**Work instruction**
All the entries below should be reproduced exactly.
*** Task data ***
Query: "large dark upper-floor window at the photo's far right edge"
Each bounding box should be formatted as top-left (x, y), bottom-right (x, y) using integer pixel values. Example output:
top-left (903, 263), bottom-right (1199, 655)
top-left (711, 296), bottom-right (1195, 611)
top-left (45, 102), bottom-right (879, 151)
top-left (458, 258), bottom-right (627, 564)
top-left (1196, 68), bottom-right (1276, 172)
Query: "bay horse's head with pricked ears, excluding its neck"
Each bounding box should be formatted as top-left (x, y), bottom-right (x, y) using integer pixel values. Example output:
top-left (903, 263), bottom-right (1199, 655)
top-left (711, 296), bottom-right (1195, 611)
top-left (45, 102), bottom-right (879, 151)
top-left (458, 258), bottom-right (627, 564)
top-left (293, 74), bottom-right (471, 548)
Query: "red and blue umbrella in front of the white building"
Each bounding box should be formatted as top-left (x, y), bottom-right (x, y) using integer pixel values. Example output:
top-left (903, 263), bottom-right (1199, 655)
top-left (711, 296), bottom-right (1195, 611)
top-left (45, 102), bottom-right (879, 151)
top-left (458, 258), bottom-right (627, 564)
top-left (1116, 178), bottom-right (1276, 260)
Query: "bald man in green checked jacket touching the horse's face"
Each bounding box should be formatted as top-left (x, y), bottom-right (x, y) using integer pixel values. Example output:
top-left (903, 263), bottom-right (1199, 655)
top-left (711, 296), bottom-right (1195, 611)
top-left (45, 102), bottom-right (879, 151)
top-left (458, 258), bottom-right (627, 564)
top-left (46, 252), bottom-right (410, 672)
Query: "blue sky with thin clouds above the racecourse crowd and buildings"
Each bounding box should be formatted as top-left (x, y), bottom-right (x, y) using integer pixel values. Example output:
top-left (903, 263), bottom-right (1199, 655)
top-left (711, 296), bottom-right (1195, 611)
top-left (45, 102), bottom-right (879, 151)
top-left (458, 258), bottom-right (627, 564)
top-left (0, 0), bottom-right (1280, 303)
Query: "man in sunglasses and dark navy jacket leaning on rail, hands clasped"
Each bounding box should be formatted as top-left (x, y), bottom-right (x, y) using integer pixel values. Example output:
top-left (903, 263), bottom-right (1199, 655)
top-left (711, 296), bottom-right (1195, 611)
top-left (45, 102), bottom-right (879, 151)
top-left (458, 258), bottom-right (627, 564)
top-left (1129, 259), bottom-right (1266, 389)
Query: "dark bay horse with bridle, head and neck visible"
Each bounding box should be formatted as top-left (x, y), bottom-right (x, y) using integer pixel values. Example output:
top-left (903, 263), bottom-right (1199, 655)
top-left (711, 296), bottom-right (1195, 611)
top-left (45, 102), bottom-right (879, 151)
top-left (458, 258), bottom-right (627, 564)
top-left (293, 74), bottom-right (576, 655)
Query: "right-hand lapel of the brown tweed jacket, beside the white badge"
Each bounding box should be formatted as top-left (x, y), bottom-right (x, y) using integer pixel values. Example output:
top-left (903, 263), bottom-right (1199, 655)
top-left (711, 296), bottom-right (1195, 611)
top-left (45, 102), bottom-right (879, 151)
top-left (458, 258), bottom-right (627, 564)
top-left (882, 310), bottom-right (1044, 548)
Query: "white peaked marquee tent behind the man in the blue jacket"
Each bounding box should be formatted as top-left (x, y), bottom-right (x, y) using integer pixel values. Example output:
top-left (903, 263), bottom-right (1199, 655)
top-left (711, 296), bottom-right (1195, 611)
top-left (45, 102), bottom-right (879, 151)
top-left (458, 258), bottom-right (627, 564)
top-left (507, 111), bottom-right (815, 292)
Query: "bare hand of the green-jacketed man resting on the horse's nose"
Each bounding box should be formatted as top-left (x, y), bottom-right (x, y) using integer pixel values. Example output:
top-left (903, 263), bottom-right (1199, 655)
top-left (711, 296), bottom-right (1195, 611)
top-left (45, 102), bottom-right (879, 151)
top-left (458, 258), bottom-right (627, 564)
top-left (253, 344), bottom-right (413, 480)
*** End of Task data ***
**Answer below**
Query: "large dark upper-floor window at the photo's far right edge"
Each bounding box should be formatted as top-left (x, y), bottom-right (x, y) using integer pixel values. Example output:
top-left (903, 263), bottom-right (1199, 655)
top-left (711, 296), bottom-right (1195, 611)
top-left (45, 102), bottom-right (879, 151)
top-left (458, 258), bottom-right (627, 564)
top-left (1196, 68), bottom-right (1276, 172)
Query: "bay horse's head with pricked ears, excluding its neck"
Each bounding box should be formatted as top-left (x, y), bottom-right (x, y) using integer pixel values. Example output:
top-left (903, 263), bottom-right (1199, 655)
top-left (711, 296), bottom-right (1195, 611)
top-left (45, 102), bottom-right (879, 151)
top-left (458, 258), bottom-right (627, 564)
top-left (293, 74), bottom-right (471, 548)
Query: "red and blue umbrella in front of the white building"
Each bounding box should be formatted as top-left (x, y), bottom-right (x, y) using integer pixel values. Example output:
top-left (903, 263), bottom-right (1199, 655)
top-left (711, 296), bottom-right (1195, 611)
top-left (45, 102), bottom-right (879, 151)
top-left (458, 258), bottom-right (627, 564)
top-left (1116, 178), bottom-right (1276, 260)
Query: "bald man in green checked jacket touching the horse's face"
Each bounding box should be formatted as top-left (x, y), bottom-right (x, y) using integer pixel values. Example output:
top-left (903, 263), bottom-right (1199, 655)
top-left (711, 296), bottom-right (1195, 611)
top-left (45, 102), bottom-right (879, 151)
top-left (458, 258), bottom-right (627, 564)
top-left (46, 252), bottom-right (410, 672)
Query: "blue sky with thin clouds above the racecourse crowd and buildings"
Each bounding box should be formatted as top-left (x, y), bottom-right (x, y) using integer pixel values. Example output:
top-left (903, 263), bottom-right (1199, 655)
top-left (711, 296), bottom-right (1195, 611)
top-left (45, 102), bottom-right (879, 151)
top-left (458, 258), bottom-right (627, 564)
top-left (0, 0), bottom-right (1280, 303)
Query: "man in sunglasses and dark navy jacket leaning on rail, hands clasped"
Each bounding box should be formatted as top-left (x, y), bottom-right (x, y) using integer pixel values. Example output:
top-left (903, 263), bottom-right (1199, 655)
top-left (711, 296), bottom-right (1195, 611)
top-left (45, 102), bottom-right (879, 151)
top-left (458, 258), bottom-right (627, 564)
top-left (1129, 259), bottom-right (1266, 389)
Query: "dark bay horse with bridle, head and neck visible"
Each bounding box should be formatted as top-left (x, y), bottom-right (x, y) using integer pixel values. Example output:
top-left (903, 263), bottom-right (1199, 655)
top-left (711, 296), bottom-right (1195, 611)
top-left (45, 102), bottom-right (879, 151)
top-left (458, 258), bottom-right (627, 564)
top-left (293, 74), bottom-right (576, 655)
Query: "right-hand lapel of the brown tweed jacket, beside the white badge"
Each bounding box should be formatted as top-left (x, y), bottom-right (x, y) using integer pixel values. Example output:
top-left (903, 263), bottom-right (1199, 655)
top-left (711, 296), bottom-right (1195, 611)
top-left (45, 102), bottom-right (879, 151)
top-left (458, 258), bottom-right (627, 564)
top-left (882, 310), bottom-right (1044, 548)
Query: "white peaked marquee tent behind the man in the blue jacket"
Each bounding box should be formatted as top-left (x, y), bottom-right (x, y) using integer pixel values. Example output:
top-left (903, 263), bottom-right (1199, 655)
top-left (711, 296), bottom-right (1195, 611)
top-left (45, 102), bottom-right (879, 151)
top-left (458, 258), bottom-right (627, 564)
top-left (507, 111), bottom-right (815, 292)
Query: "bare hand of the green-jacketed man resting on the horse's nose"
Each bounding box should be formatted as top-left (x, y), bottom-right (x, y) using integer pixel values. Example output:
top-left (903, 263), bottom-right (1199, 655)
top-left (711, 296), bottom-right (1195, 611)
top-left (45, 102), bottom-right (879, 151)
top-left (458, 258), bottom-right (627, 564)
top-left (253, 344), bottom-right (413, 480)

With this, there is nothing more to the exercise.